%%
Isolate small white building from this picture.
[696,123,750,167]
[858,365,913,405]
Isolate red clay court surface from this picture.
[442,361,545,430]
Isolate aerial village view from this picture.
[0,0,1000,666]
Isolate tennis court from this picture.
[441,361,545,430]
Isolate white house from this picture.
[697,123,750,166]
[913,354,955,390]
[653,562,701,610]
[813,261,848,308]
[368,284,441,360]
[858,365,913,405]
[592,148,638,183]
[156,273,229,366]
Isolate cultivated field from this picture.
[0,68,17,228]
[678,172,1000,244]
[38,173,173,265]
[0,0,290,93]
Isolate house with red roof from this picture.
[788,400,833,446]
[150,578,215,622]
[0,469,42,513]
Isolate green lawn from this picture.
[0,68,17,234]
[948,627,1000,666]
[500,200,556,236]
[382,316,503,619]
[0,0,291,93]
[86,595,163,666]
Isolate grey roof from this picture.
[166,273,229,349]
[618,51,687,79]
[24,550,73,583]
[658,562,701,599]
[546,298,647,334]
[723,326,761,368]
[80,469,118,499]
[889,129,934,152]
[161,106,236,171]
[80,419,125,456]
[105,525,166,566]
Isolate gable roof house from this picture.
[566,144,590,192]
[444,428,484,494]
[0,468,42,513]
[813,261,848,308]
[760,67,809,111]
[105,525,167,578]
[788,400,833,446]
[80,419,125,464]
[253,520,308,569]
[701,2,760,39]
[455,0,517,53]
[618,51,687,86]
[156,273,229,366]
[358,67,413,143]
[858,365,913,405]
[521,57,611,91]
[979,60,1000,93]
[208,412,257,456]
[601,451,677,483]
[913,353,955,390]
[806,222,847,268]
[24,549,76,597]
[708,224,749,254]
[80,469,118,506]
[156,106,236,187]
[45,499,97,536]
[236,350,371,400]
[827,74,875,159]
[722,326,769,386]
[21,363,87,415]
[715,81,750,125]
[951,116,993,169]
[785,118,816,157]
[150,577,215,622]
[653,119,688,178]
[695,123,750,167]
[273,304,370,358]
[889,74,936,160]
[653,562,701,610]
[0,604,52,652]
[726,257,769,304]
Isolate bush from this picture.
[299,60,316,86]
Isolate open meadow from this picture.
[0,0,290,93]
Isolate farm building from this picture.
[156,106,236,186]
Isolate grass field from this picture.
%%
%%
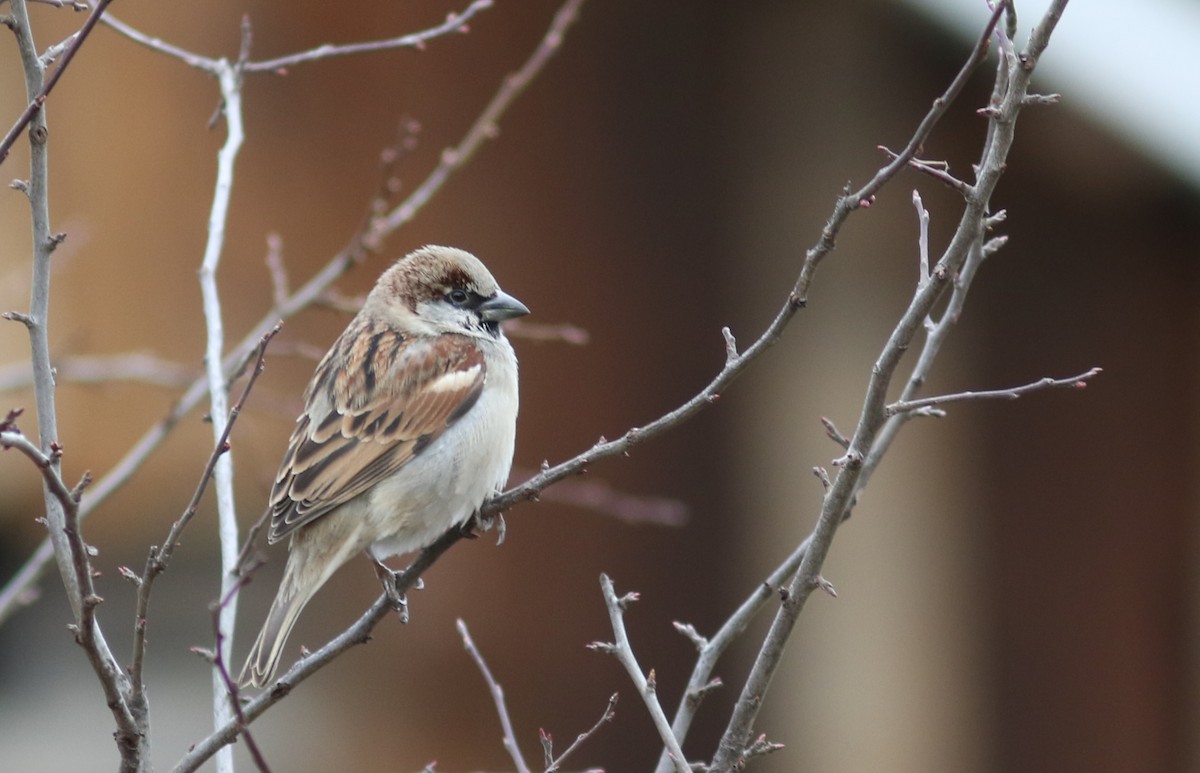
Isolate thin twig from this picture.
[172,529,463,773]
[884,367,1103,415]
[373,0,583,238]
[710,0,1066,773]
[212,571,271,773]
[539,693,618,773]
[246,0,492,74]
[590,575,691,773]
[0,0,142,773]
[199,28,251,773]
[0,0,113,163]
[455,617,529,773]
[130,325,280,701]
%%
§ WORK TO DO
Please echo the data word for word, starting with the line that contains "Isolate house with" and going on through the line that contains "[105,525,166,566]", both ends included.

§ RESPONSE
Isolate house with red roof from this picture.
[788,400,833,446]
[150,578,215,622]
[0,469,42,513]
Isolate green lawn from this picture.
[0,68,17,234]
[948,627,1000,666]
[500,200,556,236]
[382,316,503,619]
[0,0,291,93]
[86,595,163,666]
Isolate grey roof from this picture.
[166,273,229,349]
[618,51,687,79]
[24,550,73,583]
[658,562,701,599]
[546,298,647,334]
[723,326,761,368]
[80,469,118,499]
[889,129,934,152]
[161,106,236,171]
[80,419,125,456]
[105,525,166,566]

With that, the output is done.